**Text section**:
# # #

Accuracy of the Normal Approximation to Binomial

In summary, the preferred method of measuring how accurate the normal approximation to the binomial distribution is involves ensuring that the expected number of successes and failures is greater than 5. However, a useful definition of "adequate" is needed to determine when the approximation is good enough. The approximation is good for values near the mean but not for extreme values in the tails. The accuracy of the cumulative distribution function at important confidence values is what matters most. The main application of this limit theorem is for hypothesis testing, but it also has theoretical value and is important in math. The Gaussian distribution is significant because it is characterized by its first two moments and has maximum entropy. The central limit theorem for binomial to normal is an easy proof with pedagogic
  • #1
Adeimantus
113
1
What is the preferred method of measuring how accurate the normal approximation to the binomial distribution is? I know that the rule of thumb is that the expected number of successes and failures should both be >5 for the approximation to be adequate. But what is a useful definition of "adequate"? The approximation is good for values near the mean, and terrible for values in the extreme tails. How much do those extreme values matter?

Thank you.
 
Physics news on Phys.org
  • #2
Adeimantus said:
What is the preferred method of measuring how accurate the normal approximation to the binomial distribution is? I know that the rule of thumb is that the expected number of successes and failures should both be >5 for the approximation to be adequate. But what is a useful definition of "adequate"? The approximation is good for values near the mean, and terrible for values in the extreme tails. How much do those extreme values matter?

Thank you.
If you are doing a p-test, then it matters a lot.
 
  • #3
That is a good point. So in that case, how would you decide when the approximation is good enough?
 
  • #4
Adeimantus said:
That is a good point. So in that case, how would you decide when the approximation is good enough?
It seems to me that it would be better to use the binomial distribution for the p-test in that case.
 
  • #5
Okay, that makes sense. In cases where you would want to use the approximation, how do you quantify how good the approximation is?
 
  • #6
Adeimantus said:
Okay, that makes sense. In cases where you would want to use the approximation, how do you quantify how good the approximation is?
If the decision about significance of the result is the same for the approximation and the actual distribution, then the approximation is good enough.
 
  • Like
Likes FactChecker
  • #7
tnich said:
If the decision about significance of the result is the same for the approximation and the actual distribution, then the approximation is good enough.
Good point. This implies that it is the accuracy of the cumulative distribution function at important and frequently used confidence values that really matters.
 
  • #8
tnich said:
If the decision about significance of the result is the same for the approximation and the actual distribution, then the approximation is good enough.

Okay, but it will never be exactly the same, right? So even there, don't you need to consider how big the range is where the two distributions will lead to opposite conclusions. And then reason, I suppose, that if this range is small, then the approximation is good enough. In other words, you will be led to the same conclusion with the normal distribution as with the binomial most of the time. You just have to specify how often is often enough.

# # #

**Dataset rows**:
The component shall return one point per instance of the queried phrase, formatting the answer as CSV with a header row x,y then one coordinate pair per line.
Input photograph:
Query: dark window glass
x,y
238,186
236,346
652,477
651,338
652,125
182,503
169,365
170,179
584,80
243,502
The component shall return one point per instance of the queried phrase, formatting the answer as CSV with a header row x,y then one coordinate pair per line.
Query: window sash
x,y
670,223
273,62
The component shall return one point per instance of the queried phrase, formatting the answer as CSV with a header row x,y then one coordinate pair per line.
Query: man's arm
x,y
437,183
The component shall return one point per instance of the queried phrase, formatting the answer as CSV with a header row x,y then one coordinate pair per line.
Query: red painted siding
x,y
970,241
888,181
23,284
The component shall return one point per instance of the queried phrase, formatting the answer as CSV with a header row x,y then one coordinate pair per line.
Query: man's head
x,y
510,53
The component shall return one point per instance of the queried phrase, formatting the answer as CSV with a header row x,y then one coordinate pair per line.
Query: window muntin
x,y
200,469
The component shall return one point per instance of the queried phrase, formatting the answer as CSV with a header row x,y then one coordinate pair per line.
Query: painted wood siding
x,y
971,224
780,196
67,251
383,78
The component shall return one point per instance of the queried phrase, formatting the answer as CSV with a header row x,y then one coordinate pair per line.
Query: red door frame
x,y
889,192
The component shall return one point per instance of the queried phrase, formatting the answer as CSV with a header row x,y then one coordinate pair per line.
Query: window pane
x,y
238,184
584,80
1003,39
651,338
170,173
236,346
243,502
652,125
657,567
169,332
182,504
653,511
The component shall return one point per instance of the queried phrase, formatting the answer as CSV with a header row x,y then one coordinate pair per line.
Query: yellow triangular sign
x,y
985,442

# # #

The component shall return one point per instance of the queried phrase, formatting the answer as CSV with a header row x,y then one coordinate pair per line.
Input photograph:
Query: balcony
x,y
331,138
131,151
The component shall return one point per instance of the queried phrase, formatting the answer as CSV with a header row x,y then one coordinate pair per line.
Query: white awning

# # #

**Requirements**:
Repeat word for word the passage in the thread on the normal approximation to the binomial, starting with "If you are doing" and going on through "in that case.".

**Exercise output**:
If you are doing a p-test, then it matters a lot.
 
  • #3
That is a good point. So in that case, how would you decide when the approximation is good enough?
 
  • #4
Adeimantus said:
That is a good point. So in that case, how would you decide when the approximation is good enough?
It seems to me that it would be better to use the binomial distribution for the p-test in that case.